━━━ RECORDS SUPPLIED ━━━
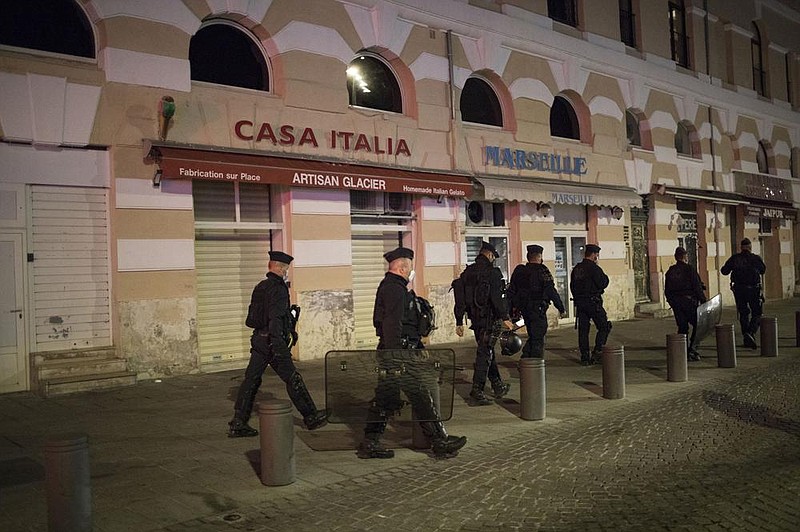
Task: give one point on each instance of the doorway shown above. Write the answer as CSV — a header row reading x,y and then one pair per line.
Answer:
x,y
13,367
569,252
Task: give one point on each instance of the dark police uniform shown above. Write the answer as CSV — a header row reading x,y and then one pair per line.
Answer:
x,y
530,292
486,317
269,346
587,284
396,322
746,269
683,289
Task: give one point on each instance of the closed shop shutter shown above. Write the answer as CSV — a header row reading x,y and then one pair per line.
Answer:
x,y
228,266
71,269
369,267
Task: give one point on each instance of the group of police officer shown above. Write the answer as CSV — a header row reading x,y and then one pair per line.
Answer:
x,y
480,294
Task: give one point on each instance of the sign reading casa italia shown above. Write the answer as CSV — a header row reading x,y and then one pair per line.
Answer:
x,y
531,160
289,135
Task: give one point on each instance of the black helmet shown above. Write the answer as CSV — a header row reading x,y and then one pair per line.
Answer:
━━━
EXERCISE DESCRIPTION:
Would you please retype the material above exactly and leave out each picture?

RESPONSE BELOW:
Task: give one point on each instance of the doorway shown above. Write the answer as CSV — a header row reading x,y and then one pair per line.
Answer:
x,y
13,367
569,252
Task: give one point on each instance of the dark police uniform shown above. Write the answer as CSV — a header row reading x,y and then one pair per line.
Answer:
x,y
530,292
486,317
269,346
587,284
396,322
746,269
683,289
Task: give one point on each instance of the closed shop shutter shown above. Write the answer as CSV — a header row reading x,y and then one pair per line.
Answer:
x,y
228,266
71,269
369,267
Task: give one point on each instance of the group of police officer shown above. Write the answer as CSV — a header row reading x,y and then one pair per line.
Answer:
x,y
480,294
Task: give one point on each instance of the sign reading casa italia shown above. Write the answer as CSV — a header row reading x,y and then one pair per line.
Answer:
x,y
531,160
289,135
Task: give one point on each instance of the black helmet shown above. Write the answer as CSV — a header row reading x,y and then one pair per line.
Answer:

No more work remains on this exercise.